▶ [What needs to be done] Copy the lines below exactly. Start at the first and finish with the line containing "negative clicks: (555, 284) (546, 232)".

▶ [Dataset excerpts]
▼

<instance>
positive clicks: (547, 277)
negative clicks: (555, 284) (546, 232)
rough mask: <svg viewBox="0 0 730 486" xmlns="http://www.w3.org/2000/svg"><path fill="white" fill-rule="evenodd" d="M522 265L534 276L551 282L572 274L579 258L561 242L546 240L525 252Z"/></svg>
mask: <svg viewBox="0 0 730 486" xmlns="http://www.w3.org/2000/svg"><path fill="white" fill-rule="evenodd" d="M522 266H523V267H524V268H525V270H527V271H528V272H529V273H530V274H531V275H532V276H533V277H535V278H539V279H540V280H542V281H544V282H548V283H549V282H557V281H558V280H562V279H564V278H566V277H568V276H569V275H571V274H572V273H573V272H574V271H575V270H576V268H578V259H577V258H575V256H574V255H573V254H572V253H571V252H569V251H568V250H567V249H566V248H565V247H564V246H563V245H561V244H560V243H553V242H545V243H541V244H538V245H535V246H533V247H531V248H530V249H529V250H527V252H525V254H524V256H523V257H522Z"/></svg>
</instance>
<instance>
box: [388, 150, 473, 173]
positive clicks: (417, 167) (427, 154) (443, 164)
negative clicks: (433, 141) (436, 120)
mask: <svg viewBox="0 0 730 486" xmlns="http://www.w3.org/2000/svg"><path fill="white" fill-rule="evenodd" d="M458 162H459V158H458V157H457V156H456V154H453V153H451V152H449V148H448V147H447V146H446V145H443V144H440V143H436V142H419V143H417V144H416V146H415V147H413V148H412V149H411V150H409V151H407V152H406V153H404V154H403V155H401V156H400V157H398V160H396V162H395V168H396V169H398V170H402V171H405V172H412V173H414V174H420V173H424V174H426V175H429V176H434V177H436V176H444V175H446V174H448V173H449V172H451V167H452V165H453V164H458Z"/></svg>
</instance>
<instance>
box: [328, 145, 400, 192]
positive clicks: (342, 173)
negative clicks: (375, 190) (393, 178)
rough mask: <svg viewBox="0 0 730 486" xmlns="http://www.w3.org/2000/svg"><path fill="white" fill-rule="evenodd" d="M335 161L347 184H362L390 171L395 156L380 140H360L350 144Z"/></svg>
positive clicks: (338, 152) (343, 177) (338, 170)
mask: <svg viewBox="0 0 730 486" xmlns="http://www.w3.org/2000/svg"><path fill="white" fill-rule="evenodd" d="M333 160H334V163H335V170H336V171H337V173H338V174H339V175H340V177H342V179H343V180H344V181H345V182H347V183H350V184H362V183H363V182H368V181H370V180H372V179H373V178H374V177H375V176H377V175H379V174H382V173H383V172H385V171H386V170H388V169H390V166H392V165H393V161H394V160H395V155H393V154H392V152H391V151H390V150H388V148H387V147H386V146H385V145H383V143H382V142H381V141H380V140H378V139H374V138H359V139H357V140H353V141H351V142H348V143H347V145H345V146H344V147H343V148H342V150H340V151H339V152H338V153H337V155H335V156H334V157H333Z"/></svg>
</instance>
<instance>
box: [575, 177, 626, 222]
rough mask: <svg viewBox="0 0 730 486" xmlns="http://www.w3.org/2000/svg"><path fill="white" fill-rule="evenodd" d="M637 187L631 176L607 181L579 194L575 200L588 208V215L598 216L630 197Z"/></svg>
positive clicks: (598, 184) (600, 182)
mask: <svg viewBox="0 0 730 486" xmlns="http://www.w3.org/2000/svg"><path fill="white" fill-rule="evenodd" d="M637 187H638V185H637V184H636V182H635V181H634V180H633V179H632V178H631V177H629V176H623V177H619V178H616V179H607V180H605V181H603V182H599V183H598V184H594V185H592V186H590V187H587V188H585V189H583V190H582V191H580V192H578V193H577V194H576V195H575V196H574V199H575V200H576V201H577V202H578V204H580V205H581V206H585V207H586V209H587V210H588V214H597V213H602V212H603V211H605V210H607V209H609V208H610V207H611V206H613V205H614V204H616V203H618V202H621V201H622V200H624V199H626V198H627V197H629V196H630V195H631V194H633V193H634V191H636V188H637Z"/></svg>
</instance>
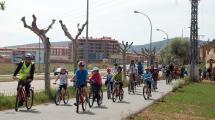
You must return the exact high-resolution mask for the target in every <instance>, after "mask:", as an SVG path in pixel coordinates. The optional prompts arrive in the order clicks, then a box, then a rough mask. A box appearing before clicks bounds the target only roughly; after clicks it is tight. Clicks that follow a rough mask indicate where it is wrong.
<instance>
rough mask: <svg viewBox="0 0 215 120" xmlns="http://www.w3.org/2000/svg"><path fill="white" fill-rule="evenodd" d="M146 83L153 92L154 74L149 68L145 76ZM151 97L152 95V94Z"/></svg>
mask: <svg viewBox="0 0 215 120" xmlns="http://www.w3.org/2000/svg"><path fill="white" fill-rule="evenodd" d="M144 81H145V83H146V84H147V86H148V87H149V89H150V91H151V86H152V84H153V78H152V74H151V72H150V70H149V69H148V68H147V69H146V73H145V74H144ZM150 96H151V93H150Z"/></svg>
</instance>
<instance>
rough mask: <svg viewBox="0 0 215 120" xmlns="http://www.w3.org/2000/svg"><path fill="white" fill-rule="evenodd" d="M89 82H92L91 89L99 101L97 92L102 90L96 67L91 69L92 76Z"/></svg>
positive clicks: (99, 73)
mask: <svg viewBox="0 0 215 120" xmlns="http://www.w3.org/2000/svg"><path fill="white" fill-rule="evenodd" d="M89 80H90V81H92V82H93V86H94V87H93V88H94V90H95V93H96V96H97V98H98V99H100V95H99V91H100V90H101V89H102V78H101V75H100V73H99V68H98V67H94V68H93V72H92V76H91V77H90V79H89Z"/></svg>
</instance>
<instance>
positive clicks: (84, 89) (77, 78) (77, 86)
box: [71, 61, 88, 105]
mask: <svg viewBox="0 0 215 120" xmlns="http://www.w3.org/2000/svg"><path fill="white" fill-rule="evenodd" d="M78 66H79V70H77V71H76V73H75V76H74V77H73V78H72V80H71V82H75V86H76V87H77V88H83V94H84V96H86V97H87V80H88V71H87V70H86V69H85V68H84V67H85V62H84V61H80V62H78ZM74 105H77V104H76V103H75V104H74Z"/></svg>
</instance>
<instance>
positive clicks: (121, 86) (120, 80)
mask: <svg viewBox="0 0 215 120" xmlns="http://www.w3.org/2000/svg"><path fill="white" fill-rule="evenodd" d="M112 79H113V80H115V81H116V82H117V84H119V88H120V90H122V86H123V82H122V67H120V66H119V67H118V68H117V74H116V75H114V76H113V78H112Z"/></svg>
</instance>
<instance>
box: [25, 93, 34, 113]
mask: <svg viewBox="0 0 215 120" xmlns="http://www.w3.org/2000/svg"><path fill="white" fill-rule="evenodd" d="M33 103H34V91H33V90H32V89H30V95H29V97H27V100H26V102H25V105H26V108H27V109H31V107H32V106H33Z"/></svg>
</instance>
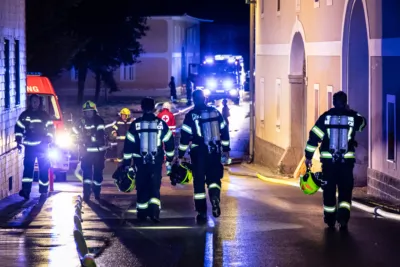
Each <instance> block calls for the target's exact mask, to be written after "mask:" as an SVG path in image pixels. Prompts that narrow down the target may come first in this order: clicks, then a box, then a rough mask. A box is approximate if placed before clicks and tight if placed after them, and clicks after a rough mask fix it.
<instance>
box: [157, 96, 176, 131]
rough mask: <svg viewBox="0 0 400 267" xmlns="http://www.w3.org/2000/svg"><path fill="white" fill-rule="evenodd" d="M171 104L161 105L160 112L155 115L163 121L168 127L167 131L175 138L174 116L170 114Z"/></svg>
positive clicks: (175, 129) (175, 125)
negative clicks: (160, 109)
mask: <svg viewBox="0 0 400 267" xmlns="http://www.w3.org/2000/svg"><path fill="white" fill-rule="evenodd" d="M171 109H172V108H171V104H170V103H169V102H165V103H164V104H163V107H162V110H161V111H160V113H158V114H157V117H159V118H160V119H162V120H163V121H165V123H166V124H167V125H168V127H169V129H170V130H171V132H172V134H173V135H174V136H175V132H176V121H175V116H174V114H172V112H171Z"/></svg>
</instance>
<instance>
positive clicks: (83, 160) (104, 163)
mask: <svg viewBox="0 0 400 267" xmlns="http://www.w3.org/2000/svg"><path fill="white" fill-rule="evenodd" d="M104 161H105V152H104V151H101V152H86V153H85V154H84V155H83V156H82V159H81V169H82V173H83V175H82V176H83V196H84V197H86V198H88V197H90V194H91V192H92V190H93V193H94V195H95V196H96V197H98V196H100V192H101V183H102V182H103V170H104V167H105V163H104Z"/></svg>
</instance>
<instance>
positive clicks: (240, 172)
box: [227, 167, 400, 221]
mask: <svg viewBox="0 0 400 267" xmlns="http://www.w3.org/2000/svg"><path fill="white" fill-rule="evenodd" d="M227 169H228V173H229V174H231V175H237V176H250V177H254V178H258V179H260V180H262V181H265V182H270V183H274V184H281V185H288V186H293V187H300V185H299V183H298V182H294V181H287V180H288V179H287V180H284V179H280V178H270V177H266V176H263V175H261V174H259V173H255V174H254V173H251V172H235V171H232V170H231V169H230V168H229V167H228V168H227ZM318 191H319V192H322V189H319V190H318ZM352 206H353V207H355V208H357V209H359V210H362V211H365V212H367V213H371V214H373V215H374V216H375V217H377V216H380V217H383V218H387V219H392V220H396V221H400V214H397V213H393V212H388V211H385V210H384V209H383V208H382V207H380V206H375V207H372V206H368V205H365V204H362V203H360V202H358V201H355V200H352Z"/></svg>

▲

▶ [Expected answer]
<instance>
positive clicks: (547, 277)
negative clicks: (555, 284) (546, 232)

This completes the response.